▶ [SELECTED TEXT]:
MEPs called on the Commission not to allow the genetically modified maize crop Pioneer 1507 on the EU market.
This insect-resistant crop could be dangerous to harmless butterflies and moths, said a resolution approved on Thursday.
“Based on this proposal, we are clearly lacking evidence on the safety of this new GMO strain to have it on the EU markets," said Dagmar Roth-Behrendt, German member of the S&D group. who opposed approval with other members of the environment committee.
Since the non-renewal of a couple of other authorisations in the mid-1990s, there is only one variety of maize - the MON 810 from Monsanto - which is currently authorised to be cultivated for commercial use in the EU. This one would be the second one.
"In the case of maize 1507 from Pioneer, we have decided to object to this proposal for an authorisation because we were very surprised by the Commission attitude to take a positive decision which had been opposed by 12 member states (with only six Member States voting in favour of the authorisation)."
The risk assessments from the European Food Safety Authority (EFSA) show that highly sensitive butterflies and moths may be at risk when exposed to maize 1507 pollen. Yet, Pioneer refused to present additional documents regarding monitoring and risk mitigating measures for these non-target species.

▶ [DATA]:
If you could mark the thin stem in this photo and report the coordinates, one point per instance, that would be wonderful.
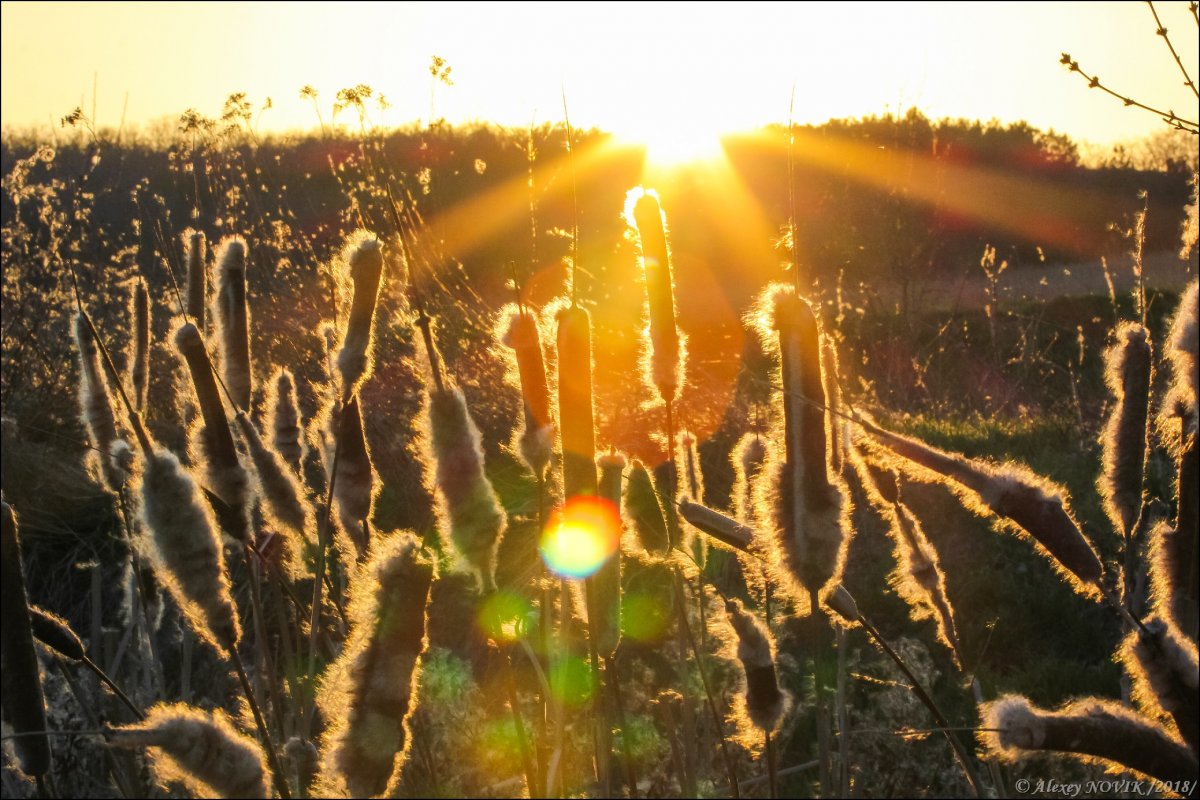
(281, 783)
(960, 752)
(708, 692)
(1162, 31)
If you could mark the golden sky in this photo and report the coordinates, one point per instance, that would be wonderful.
(678, 72)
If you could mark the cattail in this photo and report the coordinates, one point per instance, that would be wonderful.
(21, 679)
(519, 329)
(665, 358)
(575, 414)
(354, 487)
(198, 749)
(843, 603)
(808, 510)
(469, 507)
(1091, 728)
(370, 692)
(215, 451)
(1181, 348)
(748, 458)
(1163, 666)
(765, 702)
(95, 403)
(643, 510)
(918, 577)
(285, 414)
(233, 320)
(186, 551)
(1128, 374)
(606, 581)
(279, 486)
(1012, 492)
(364, 258)
(55, 632)
(717, 524)
(139, 370)
(1173, 576)
(197, 276)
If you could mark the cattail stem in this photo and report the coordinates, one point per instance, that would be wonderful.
(277, 775)
(960, 752)
(772, 769)
(681, 605)
(618, 703)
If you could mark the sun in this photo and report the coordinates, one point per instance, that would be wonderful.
(673, 143)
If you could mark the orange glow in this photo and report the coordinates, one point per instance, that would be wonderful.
(581, 536)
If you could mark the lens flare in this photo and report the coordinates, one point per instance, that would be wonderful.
(505, 615)
(581, 537)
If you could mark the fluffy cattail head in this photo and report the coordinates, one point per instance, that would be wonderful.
(285, 413)
(1182, 347)
(201, 750)
(139, 360)
(364, 259)
(471, 511)
(519, 329)
(370, 692)
(55, 632)
(1090, 728)
(643, 510)
(233, 320)
(1035, 505)
(808, 507)
(765, 702)
(575, 413)
(197, 276)
(95, 402)
(186, 549)
(1123, 441)
(665, 347)
(19, 678)
(213, 444)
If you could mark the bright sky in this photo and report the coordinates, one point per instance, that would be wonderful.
(677, 71)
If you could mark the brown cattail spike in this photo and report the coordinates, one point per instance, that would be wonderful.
(1091, 728)
(197, 276)
(201, 750)
(1013, 492)
(471, 511)
(187, 553)
(55, 632)
(21, 679)
(763, 701)
(808, 507)
(216, 450)
(371, 690)
(364, 258)
(575, 414)
(354, 486)
(666, 352)
(643, 510)
(139, 371)
(233, 320)
(717, 524)
(1123, 441)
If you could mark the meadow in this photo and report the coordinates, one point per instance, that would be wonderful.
(467, 462)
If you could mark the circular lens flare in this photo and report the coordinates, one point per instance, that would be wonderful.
(581, 537)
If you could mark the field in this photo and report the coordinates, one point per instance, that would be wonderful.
(460, 462)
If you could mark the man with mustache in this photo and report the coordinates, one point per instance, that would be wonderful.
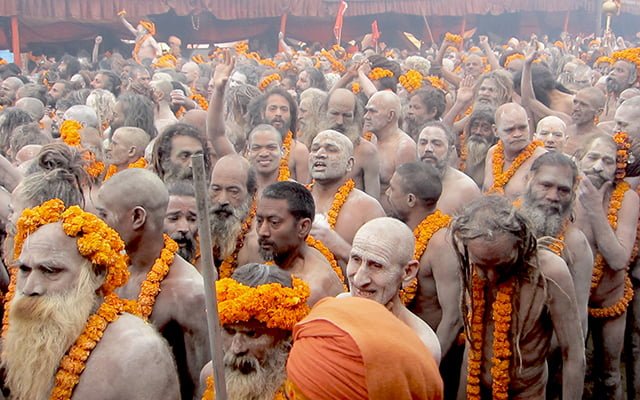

▶ [PROBLEM STATEMENT]:
In the text about Pioneer 1507 maize, which maize variety is currently authorized for commercial cultivation in the EU?

▶ [RESPONSE BOX]:
MON 810 from Monsanto.